THE PROBLEM: Could you rewrite the listing below so that every "heavily occluded" becomes "partly hidden", with everything else left unchanged?
** start of PROVIDED ENTRIES **
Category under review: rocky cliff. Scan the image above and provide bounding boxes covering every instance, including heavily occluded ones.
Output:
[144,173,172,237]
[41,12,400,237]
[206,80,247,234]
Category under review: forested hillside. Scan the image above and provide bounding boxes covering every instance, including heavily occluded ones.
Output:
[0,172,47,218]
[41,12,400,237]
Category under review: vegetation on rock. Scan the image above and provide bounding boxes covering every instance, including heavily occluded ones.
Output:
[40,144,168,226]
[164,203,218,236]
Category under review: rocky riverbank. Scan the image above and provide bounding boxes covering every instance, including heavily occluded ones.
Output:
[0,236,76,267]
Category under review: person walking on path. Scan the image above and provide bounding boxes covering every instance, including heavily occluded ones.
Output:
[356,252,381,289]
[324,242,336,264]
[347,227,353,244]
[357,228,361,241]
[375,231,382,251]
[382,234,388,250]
** end of PROVIDED ENTRIES **
TASK RESPONSE:
Category under review: rocky cliff. Scan the image above and provide bounding boxes covering every instance, including partly hidden ones.
Output:
[144,173,172,237]
[41,12,400,237]
[206,80,247,234]
Category under review: forested hillside. Scan the image above and provide bounding boxes covering every instance, including partly hidden ones.
Output:
[0,172,47,218]
[41,12,400,237]
Category under review: vegetation on rock. Scan the image above and provide bounding boxes covering every instance, including partly hidden ones.
Output:
[40,144,168,226]
[164,203,218,236]
Category under review: rocky riverbank. Scan the image above and provide bounding boxes covering every instance, including partly hidden ones.
Output:
[0,236,76,267]
Category under review: person walking on path. Scan the image above and provide bounding boxes covering every instance, including partly hidden ones.
Output:
[356,252,381,289]
[324,242,336,264]
[347,227,353,244]
[357,228,361,241]
[375,231,382,251]
[382,234,388,250]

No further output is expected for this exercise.